▸ **Task prompt**
Continue the geometry passage on planes and skew lines from the point where it stops.

▸ **Given text**
---------------

As you've hopefully noticed at some point in your life, the world is more than a single sheet of paper. In fact, you can have several different sheets of paper, oriented in several different ways. But this is about geometry, not the state of your backpack.
A plane is like an infinitely big sheet of paper that continues forever in all directions. It's sort of like a single slice of the three-dimensional world in the same way that a line is like a single slice of a sheet of paper.
If you want to get philosophical about it, we say that the universe we live in is three-dimensional, each slice of that (each plane) is two-dimensional, each slice of those slices (each line) is one-dimensional, and sometimes just to be ridiculous we say points are zero-dimensional.
Planes go on forever like lines do. We can't draw planes that extend forever and ever, so we use borders to represent them. Unlike lines, we name planes with super-fancy cursive capital letters. You may want to brush up on your calligraphy skills.
Sometimes it's hard to tell from a picture whether a plane contains a given line or a point, so we try to make the drawings very obvious.
Here, plane contains line l and point A, but not line m or point B.
Any three points can be contained in a single plane. To visualize this, imagine a triangle connecting the three points, and simply extend the boundary of the triangle to get a plane. However, if you have more than three points, they might not live on a single plane. A square pyramid is an excellent example of this.
The only plane containing four points is the bottom of the pyramid, and that plane will never contain the vertex of the pyramid. When a bunch of points lie on the same line, we call them collinear, so it only makes sense that when a bunch of points or lines lie on the same plane, we call them coplanar.
Suppose we have a bunch of collinear points. Are they coplanar?
It might seem like we don't have enough information to answer this question, but it turns out that we do. No matter how many points we had, we know for a fact that we can capture collinear points by a single line.
That means if we choose any plane containing that line (and we have infinitely many to choose from just by rotating the plane around the line), that plane must contain all the points. That means the collinear points are also coplanar.
Mathematicians sometimes abbreviate this phenomenon by saying something like "collinearity implies coplanarity" or "collinearity is stronger than coplanarity." To be fair, it has been working out a lot recently.
The relationships between lines and planes are a bit complicated. As we mentioned, any single line can be contained in a plane. Sometimes, though, you have two lines that cannot be contained in a single plane.
AB and DE cannot be contained in a single plane. In this situation, we say the lines are skew. Skew lines are kind of weird—they don't intersect each other, but they're not quite parallel either. If parallel lines were friends and intersecting lines were enemies, skew lines would be people who have never met and don't care about each other one bit.

---------------

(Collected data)
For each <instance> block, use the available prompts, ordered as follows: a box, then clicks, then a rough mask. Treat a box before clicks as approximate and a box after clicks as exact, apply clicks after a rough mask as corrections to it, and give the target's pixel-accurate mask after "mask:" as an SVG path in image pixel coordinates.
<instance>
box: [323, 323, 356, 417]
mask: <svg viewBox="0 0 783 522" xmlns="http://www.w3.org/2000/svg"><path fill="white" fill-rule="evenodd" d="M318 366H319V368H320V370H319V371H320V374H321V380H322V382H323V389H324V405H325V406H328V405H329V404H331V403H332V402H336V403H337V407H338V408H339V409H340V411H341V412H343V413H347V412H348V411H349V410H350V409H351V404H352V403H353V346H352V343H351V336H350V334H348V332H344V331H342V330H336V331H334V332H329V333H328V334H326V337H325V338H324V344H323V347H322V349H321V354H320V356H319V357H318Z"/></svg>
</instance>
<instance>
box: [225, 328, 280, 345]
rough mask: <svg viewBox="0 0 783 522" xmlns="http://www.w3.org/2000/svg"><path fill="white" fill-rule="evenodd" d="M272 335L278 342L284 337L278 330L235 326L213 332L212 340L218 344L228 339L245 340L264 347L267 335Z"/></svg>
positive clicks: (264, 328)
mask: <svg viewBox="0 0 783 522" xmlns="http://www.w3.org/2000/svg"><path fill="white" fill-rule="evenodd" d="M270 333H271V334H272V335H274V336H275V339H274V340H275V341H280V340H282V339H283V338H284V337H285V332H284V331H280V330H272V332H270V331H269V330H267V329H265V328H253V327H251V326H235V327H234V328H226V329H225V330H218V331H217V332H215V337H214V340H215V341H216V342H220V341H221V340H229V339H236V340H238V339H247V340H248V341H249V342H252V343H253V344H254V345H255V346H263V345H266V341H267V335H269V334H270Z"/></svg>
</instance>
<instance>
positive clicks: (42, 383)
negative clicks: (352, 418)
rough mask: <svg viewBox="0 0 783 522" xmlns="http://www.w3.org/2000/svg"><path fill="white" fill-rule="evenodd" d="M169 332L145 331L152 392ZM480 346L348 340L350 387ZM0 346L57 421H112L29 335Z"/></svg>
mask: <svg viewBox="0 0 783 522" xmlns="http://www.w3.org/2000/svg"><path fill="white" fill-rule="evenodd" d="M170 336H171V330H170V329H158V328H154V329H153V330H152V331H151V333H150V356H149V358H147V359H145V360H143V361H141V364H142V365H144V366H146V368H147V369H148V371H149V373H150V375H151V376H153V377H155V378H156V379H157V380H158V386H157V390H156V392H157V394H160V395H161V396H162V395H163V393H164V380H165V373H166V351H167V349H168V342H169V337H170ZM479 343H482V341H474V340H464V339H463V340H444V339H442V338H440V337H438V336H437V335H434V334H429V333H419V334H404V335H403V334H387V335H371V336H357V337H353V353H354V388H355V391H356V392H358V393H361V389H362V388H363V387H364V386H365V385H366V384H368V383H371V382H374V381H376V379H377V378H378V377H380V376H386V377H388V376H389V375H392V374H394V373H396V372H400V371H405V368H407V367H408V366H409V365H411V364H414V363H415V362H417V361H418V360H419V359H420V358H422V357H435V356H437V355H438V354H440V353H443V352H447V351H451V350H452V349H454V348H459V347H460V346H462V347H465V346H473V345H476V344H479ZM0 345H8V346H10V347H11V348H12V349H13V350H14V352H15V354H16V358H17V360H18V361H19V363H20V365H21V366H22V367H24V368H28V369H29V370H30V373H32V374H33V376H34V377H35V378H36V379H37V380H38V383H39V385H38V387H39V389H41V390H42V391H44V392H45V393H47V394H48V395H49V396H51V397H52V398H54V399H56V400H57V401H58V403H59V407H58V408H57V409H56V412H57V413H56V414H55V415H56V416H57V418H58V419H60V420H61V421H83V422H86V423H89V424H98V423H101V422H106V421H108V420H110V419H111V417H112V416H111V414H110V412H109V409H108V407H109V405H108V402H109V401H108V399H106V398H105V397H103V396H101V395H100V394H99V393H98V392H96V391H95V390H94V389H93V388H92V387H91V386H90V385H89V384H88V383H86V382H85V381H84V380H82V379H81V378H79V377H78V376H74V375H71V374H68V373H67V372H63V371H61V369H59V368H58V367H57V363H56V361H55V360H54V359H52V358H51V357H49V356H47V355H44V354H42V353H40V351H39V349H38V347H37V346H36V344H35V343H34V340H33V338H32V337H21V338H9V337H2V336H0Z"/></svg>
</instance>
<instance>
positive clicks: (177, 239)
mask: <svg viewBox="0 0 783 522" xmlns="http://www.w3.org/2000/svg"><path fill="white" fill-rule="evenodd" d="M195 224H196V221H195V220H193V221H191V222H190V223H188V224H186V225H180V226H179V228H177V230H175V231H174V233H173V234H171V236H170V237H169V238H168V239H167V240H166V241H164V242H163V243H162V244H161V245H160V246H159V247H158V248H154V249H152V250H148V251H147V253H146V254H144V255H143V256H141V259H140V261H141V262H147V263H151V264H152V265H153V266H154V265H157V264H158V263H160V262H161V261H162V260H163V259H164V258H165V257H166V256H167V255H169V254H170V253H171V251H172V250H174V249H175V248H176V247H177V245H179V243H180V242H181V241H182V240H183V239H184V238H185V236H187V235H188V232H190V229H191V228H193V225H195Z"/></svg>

---------------

▸ **Response for this exercise**
What about planes interacting with other planes? In three-dimensional space, planes are either parallel or intersecting (in higher dimensional spaces you can have skew planes, but that's too trippy to think about). Parallel planes never meet, looking kind of like this:
Intersecting planes intersect each other. Shocker. They look a little something like this:
Well, as we can see from the picture, the planes intersect in several points. In fact, they intersect in a whole line! If you imagine two intersecting planes as the monitor and keyboard of a laptop, their intersection is the line containing those flimsy joints that you're always paranoid airport security will break when inspecting your computer.
Three planes can intersect at a point, but if we move beyond 3D geometry, they'll do all sorts of funny things. Fortunately, we won't go past 3D geometry. We just thought we should warn you in case you ever find yourself in an alternate universe or the seventh dimension thinking, "I wonder if planes here work the same way."
Remember back when we were musing philosophically about dimensions and slices and all that jazz? We weren't kidding about the philosophy. Much of that stuff was developed by René Descartes (famous for the oh-so-overquoted, "I think, therefore I am"). And he wasn't even Greek.
Descartes realized that coordinates can specify points, and geometrical relationships between the points can be interpreted as numerical relationships between their coordinates. That means we can have two coordinates and find the distance between 'em.
Let's start with a simple example: say we have a horizontal line l containing a point O.
We can give O the coordinate 0 (we sometimes call this starting point the origin). If point P is 5 units to the right of O, we can give P the coordinate 5. In general, we can use positive numbers for right or up, if the line is vertical, and negative numbers for left or down. Then we just write down how far the point is from O. If the line is diagonal, pick positive to be the direction that tends towards the right.
What is the coordinate for point X in the picture?
Since X is 3 units away from O and is down from it, we should give X the coordinate -3.
Putting coordinates on lines really just makes them look like the familiar number line from algebra.
Finding the distance between two points on the line is easy: it's the bigger coordinate minus the smaller coordinate. Distance should always be positive, so we tend to stick the answer in an absolute value sign just in case we subtracted the wrong way.
Suppose X has coordinate 4, and Y has coordinate -1. What is the length of the segment XY?
Let's start by drawing a picture:
Since the length of XY is just the distance from X to Y, we can compute it from the coordinates as
XY = |4 – (-1)| = |5| = 5.
What if we're trying to pinpoint a location on a piece of paper using coordinates? We can pick, say, the upper left corner as the origin, calling it O. But which point should get the coordinate 1? There are too many points of distance 1 from the origin to pick from.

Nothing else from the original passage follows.